*Records shown*:
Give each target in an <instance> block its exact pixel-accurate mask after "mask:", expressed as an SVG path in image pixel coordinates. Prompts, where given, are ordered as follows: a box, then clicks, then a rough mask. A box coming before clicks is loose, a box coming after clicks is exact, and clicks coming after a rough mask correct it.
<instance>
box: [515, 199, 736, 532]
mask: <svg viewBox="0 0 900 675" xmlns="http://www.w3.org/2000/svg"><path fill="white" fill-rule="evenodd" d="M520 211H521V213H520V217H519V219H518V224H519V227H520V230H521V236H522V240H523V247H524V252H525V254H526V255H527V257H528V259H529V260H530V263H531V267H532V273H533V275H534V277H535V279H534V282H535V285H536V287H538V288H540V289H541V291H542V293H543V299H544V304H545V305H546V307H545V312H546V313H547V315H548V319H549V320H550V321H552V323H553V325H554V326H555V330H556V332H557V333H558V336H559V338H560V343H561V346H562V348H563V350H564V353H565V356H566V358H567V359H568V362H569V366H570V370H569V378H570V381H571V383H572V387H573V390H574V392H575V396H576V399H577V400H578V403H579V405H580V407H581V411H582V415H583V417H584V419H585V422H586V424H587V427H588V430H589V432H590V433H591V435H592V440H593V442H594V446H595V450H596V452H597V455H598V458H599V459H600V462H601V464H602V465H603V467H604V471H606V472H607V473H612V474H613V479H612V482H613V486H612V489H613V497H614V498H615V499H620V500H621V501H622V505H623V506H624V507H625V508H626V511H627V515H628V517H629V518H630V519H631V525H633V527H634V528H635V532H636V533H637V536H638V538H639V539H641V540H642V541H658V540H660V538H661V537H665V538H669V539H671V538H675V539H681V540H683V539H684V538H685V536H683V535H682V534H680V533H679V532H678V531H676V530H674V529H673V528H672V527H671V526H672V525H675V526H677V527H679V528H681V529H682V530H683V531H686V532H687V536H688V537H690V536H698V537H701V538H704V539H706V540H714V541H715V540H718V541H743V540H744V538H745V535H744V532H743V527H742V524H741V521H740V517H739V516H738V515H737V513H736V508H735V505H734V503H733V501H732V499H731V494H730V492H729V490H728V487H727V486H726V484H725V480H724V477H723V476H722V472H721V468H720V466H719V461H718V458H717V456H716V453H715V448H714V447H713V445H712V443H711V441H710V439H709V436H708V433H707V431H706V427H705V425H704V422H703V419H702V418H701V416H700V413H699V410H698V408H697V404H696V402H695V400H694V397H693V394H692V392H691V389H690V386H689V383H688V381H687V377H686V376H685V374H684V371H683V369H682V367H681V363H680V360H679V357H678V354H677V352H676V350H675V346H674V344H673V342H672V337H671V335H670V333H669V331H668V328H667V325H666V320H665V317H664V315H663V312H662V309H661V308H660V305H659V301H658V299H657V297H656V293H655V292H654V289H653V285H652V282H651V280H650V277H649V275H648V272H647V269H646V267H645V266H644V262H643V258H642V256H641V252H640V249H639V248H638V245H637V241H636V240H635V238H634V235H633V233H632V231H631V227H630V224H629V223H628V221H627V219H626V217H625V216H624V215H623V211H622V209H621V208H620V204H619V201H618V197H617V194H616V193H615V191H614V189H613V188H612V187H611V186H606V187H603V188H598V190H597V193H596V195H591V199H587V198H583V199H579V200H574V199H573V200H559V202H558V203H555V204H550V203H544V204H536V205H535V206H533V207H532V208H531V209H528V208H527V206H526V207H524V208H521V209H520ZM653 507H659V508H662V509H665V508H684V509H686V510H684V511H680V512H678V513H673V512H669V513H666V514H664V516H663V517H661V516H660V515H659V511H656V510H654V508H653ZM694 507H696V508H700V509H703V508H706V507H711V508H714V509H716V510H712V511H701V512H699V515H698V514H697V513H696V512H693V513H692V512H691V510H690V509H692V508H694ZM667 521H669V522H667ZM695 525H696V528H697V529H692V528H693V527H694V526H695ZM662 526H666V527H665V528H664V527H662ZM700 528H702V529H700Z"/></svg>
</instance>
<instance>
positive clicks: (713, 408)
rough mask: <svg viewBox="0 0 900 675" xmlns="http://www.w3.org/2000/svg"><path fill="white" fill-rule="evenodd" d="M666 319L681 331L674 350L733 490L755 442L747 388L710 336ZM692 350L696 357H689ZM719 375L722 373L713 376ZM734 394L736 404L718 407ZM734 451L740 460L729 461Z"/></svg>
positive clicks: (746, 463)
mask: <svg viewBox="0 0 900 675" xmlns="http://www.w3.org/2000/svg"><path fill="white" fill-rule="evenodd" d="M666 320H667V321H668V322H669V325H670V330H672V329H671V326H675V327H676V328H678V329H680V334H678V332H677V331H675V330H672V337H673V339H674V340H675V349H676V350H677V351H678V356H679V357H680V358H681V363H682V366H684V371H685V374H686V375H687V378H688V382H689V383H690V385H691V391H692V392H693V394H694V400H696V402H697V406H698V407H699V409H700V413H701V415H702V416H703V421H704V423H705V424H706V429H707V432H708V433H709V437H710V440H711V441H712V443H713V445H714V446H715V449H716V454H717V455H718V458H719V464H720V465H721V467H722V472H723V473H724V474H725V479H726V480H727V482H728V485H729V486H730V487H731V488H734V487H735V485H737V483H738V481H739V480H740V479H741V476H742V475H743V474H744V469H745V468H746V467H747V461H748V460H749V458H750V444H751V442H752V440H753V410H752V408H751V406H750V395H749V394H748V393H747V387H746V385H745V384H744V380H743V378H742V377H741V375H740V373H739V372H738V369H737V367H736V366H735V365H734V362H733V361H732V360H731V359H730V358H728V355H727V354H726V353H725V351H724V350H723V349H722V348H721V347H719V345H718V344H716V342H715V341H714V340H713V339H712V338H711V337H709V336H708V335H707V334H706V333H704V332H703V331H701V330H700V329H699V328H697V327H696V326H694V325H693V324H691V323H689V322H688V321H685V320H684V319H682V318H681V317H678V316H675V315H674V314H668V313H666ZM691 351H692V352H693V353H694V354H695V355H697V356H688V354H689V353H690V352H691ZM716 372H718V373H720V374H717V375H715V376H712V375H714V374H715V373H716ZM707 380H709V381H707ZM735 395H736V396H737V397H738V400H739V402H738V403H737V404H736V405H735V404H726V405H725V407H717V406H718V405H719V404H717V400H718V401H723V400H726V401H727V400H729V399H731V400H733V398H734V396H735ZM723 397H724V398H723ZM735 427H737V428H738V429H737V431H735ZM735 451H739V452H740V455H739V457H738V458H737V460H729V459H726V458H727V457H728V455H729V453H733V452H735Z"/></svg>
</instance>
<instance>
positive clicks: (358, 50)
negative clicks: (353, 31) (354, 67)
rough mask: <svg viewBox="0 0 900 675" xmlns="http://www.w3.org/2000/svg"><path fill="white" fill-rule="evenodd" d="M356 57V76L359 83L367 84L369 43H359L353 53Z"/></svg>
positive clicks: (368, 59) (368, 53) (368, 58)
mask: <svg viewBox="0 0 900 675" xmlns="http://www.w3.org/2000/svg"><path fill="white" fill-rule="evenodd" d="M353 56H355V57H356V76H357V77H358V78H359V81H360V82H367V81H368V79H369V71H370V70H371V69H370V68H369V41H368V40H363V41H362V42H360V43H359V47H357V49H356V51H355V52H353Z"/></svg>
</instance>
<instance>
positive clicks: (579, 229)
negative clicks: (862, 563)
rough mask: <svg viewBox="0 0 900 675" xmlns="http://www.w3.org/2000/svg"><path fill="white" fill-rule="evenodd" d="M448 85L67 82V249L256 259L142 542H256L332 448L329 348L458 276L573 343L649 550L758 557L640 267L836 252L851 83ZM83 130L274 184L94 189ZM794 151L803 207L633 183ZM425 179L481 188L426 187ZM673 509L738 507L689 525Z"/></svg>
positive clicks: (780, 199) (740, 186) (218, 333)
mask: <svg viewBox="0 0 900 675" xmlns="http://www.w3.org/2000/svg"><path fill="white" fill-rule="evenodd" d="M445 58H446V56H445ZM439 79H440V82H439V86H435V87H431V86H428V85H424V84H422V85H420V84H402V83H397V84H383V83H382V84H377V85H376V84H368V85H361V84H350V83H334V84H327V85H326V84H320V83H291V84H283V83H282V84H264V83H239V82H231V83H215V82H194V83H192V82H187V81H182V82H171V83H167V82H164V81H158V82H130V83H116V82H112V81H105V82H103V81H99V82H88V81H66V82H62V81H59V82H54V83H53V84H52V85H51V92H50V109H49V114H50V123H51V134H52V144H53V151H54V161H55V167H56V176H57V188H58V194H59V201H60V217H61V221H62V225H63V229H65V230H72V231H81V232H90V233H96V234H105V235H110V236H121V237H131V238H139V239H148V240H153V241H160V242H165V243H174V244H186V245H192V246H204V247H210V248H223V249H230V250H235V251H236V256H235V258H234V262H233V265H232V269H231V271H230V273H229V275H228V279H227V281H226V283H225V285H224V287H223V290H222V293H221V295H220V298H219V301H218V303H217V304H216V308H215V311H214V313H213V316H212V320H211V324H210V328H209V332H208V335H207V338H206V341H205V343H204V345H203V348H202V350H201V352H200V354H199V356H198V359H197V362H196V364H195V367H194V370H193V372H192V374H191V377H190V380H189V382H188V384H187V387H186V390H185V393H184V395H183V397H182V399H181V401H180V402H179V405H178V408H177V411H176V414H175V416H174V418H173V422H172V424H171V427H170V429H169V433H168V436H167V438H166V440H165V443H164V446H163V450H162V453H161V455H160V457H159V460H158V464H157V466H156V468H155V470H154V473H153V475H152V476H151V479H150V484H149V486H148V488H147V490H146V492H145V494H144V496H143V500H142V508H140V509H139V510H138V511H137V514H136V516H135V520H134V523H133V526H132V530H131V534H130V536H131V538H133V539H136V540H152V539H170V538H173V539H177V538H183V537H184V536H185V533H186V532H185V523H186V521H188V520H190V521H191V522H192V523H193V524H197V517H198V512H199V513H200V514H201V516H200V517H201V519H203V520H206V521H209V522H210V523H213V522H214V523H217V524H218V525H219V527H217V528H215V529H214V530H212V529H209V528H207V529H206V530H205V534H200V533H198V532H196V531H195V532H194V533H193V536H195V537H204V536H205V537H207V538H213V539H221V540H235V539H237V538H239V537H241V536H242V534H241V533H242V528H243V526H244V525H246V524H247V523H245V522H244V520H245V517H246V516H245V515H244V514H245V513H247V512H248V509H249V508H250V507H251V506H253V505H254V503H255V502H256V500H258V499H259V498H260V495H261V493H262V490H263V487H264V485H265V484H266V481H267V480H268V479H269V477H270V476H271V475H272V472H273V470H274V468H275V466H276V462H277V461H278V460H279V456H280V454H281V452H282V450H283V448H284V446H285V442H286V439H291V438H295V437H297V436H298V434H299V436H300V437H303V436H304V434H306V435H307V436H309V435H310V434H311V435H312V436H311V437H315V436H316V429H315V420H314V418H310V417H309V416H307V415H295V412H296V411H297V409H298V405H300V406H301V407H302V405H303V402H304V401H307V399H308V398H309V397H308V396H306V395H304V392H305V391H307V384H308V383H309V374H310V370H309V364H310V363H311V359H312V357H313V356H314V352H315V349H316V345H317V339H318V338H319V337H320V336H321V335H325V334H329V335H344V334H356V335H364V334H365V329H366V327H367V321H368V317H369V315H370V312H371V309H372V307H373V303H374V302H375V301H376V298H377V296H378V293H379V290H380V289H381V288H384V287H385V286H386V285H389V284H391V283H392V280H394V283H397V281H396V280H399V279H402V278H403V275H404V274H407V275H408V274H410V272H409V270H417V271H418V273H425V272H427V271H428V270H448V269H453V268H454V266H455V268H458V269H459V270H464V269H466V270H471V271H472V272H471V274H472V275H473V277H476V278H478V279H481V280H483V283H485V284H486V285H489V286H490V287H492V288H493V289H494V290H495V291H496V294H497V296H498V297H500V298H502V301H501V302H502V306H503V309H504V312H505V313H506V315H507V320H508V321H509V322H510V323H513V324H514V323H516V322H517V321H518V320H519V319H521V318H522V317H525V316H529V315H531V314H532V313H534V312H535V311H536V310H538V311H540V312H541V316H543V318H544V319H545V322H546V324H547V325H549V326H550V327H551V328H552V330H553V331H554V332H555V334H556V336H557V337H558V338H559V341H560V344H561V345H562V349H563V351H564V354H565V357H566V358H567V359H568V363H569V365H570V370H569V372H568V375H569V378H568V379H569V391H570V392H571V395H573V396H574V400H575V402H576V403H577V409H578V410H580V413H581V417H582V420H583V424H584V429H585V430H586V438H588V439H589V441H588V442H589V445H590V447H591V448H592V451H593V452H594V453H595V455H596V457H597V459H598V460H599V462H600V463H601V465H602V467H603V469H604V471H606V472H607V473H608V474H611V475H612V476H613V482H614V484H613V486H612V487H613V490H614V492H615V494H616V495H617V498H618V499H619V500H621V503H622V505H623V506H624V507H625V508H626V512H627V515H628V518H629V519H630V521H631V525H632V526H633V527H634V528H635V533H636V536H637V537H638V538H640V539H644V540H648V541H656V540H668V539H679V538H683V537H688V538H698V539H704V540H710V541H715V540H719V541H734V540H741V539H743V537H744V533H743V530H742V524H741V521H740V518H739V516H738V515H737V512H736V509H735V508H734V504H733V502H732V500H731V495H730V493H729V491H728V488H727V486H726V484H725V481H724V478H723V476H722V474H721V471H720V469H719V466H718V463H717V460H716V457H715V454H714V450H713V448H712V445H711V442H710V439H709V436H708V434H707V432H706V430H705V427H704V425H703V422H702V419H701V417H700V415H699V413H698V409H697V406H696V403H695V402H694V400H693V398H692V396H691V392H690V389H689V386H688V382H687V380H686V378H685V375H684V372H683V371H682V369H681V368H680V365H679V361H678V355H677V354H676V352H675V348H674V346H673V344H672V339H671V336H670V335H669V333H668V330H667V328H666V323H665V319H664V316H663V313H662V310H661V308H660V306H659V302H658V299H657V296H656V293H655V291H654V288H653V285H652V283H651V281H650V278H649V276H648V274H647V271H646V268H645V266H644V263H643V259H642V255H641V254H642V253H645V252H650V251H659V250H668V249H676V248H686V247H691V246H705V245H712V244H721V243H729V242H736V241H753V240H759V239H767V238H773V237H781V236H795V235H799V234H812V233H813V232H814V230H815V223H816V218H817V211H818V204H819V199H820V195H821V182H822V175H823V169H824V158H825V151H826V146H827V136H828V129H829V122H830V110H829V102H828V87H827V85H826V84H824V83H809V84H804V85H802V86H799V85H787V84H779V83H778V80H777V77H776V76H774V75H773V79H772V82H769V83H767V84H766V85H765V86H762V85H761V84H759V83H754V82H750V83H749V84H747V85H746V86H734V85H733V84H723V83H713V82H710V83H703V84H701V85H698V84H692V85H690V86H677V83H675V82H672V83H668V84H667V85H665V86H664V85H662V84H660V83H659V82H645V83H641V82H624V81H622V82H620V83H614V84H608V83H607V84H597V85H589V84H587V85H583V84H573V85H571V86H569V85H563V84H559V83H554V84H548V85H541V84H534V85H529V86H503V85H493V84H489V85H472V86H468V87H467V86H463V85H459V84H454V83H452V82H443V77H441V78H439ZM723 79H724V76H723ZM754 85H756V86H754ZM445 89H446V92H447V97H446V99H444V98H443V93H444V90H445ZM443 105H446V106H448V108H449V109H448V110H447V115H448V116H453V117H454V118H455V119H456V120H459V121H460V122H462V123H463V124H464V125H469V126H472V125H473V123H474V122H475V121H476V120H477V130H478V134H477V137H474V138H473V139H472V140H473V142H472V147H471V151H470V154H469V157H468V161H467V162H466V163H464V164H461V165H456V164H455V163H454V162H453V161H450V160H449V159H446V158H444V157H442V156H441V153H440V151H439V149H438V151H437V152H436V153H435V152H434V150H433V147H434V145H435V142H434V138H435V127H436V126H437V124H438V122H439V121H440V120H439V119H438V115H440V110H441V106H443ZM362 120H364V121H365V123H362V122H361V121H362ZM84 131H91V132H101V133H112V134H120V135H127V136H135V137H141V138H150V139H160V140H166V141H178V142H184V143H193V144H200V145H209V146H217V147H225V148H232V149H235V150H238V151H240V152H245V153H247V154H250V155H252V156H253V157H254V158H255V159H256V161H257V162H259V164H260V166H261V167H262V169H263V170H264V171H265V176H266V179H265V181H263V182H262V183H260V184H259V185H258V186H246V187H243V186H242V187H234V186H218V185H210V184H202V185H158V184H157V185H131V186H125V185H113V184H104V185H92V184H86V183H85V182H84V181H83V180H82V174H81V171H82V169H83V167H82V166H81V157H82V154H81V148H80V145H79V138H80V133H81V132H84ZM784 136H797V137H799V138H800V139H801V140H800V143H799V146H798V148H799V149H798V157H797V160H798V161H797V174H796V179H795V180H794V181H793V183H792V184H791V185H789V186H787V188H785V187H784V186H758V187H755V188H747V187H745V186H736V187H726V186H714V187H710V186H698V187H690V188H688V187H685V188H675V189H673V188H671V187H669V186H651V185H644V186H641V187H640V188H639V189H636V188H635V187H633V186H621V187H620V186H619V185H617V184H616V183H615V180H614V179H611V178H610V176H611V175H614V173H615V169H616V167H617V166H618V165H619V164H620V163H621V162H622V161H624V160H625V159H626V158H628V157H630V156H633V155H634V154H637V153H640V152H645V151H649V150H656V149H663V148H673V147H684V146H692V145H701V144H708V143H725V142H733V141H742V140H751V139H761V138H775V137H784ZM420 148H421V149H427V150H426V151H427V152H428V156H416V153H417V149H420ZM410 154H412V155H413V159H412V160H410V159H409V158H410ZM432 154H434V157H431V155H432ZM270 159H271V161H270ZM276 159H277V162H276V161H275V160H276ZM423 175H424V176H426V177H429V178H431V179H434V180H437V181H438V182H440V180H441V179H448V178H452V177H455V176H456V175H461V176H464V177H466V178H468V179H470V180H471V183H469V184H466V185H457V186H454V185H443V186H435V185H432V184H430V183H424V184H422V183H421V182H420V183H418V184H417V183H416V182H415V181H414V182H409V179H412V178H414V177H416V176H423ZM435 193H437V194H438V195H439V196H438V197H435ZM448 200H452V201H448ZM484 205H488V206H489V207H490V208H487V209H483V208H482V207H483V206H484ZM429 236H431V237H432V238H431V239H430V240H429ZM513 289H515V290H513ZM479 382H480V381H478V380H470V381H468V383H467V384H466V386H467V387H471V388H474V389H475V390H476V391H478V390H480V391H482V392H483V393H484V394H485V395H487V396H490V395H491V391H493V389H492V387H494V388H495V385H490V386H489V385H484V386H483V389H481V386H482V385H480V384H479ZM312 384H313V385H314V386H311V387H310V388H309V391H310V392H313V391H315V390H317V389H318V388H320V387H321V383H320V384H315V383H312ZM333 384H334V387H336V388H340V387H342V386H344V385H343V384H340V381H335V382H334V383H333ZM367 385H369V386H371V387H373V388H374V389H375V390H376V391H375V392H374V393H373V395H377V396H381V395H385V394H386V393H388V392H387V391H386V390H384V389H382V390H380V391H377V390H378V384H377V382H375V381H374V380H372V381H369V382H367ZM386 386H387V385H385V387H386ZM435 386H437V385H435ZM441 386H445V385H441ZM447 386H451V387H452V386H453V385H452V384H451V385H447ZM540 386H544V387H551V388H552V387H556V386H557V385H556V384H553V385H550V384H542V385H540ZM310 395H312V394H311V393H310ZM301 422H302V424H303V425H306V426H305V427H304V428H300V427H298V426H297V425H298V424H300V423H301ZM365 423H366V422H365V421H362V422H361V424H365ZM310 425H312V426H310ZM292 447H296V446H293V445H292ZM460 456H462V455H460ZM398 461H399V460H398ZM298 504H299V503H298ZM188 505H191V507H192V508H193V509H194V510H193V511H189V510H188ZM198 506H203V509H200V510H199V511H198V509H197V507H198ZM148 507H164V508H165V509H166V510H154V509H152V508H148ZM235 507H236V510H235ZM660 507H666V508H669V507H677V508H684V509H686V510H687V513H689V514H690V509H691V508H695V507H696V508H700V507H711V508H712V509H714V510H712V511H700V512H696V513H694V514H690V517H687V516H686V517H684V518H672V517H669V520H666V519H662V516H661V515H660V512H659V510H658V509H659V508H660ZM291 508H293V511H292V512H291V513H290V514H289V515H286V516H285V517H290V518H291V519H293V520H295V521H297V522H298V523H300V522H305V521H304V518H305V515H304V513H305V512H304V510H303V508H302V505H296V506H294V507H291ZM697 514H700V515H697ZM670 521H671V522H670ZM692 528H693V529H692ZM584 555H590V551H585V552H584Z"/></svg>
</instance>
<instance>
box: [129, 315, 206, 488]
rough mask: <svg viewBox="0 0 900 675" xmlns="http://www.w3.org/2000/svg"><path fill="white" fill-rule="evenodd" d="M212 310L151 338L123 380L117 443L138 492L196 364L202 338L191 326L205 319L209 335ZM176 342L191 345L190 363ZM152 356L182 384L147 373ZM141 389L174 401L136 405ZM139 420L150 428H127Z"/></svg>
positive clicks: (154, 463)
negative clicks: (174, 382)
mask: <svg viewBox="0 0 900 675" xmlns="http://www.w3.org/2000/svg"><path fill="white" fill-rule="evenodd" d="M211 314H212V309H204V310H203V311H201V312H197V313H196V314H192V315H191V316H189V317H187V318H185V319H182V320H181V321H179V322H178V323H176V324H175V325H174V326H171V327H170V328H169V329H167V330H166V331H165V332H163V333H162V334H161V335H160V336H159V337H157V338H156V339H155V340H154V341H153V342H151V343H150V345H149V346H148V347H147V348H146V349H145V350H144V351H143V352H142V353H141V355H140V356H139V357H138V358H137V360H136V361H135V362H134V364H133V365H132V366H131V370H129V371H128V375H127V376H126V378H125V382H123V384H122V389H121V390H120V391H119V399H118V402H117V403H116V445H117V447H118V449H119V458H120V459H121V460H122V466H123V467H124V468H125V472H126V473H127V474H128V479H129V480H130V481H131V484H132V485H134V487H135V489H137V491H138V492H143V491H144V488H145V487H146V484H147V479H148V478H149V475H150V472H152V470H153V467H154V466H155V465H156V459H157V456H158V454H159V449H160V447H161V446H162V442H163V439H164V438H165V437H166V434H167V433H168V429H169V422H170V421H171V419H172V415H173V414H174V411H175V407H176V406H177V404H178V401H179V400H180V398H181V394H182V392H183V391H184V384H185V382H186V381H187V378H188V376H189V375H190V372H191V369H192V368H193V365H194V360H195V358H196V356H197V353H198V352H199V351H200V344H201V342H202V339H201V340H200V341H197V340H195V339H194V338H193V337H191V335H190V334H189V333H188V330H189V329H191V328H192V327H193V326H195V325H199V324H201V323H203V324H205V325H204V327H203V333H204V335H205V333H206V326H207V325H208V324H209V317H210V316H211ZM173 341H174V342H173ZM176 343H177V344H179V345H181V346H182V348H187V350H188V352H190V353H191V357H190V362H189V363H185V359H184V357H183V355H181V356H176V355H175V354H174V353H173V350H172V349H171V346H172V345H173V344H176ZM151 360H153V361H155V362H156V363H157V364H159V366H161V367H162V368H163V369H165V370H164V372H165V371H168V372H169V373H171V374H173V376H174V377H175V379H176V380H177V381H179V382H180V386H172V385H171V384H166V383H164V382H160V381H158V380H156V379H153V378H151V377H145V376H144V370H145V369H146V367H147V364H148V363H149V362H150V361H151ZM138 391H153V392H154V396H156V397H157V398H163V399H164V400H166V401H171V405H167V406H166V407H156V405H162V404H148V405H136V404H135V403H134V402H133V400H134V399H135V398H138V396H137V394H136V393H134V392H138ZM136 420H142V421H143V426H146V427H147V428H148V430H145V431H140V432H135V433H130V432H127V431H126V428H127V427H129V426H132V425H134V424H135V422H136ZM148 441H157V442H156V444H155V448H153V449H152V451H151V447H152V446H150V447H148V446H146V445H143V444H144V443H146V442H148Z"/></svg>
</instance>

*Your objective*: Reproduce the items above verbatim, from their very first line through the line containing "box: [515, 199, 736, 532]", with both of those lines included.

*Task solution*:
Give each target in an <instance> block its exact pixel-accurate mask after "mask:", expressed as an SVG path in image pixel coordinates. Prompts, where given, are ordered as follows: a box, then clicks, then a rough mask. A box coming before clicks is loose, a box coming after clicks is exact, and clicks coming after a rough mask correct it.
<instance>
box: [515, 199, 736, 532]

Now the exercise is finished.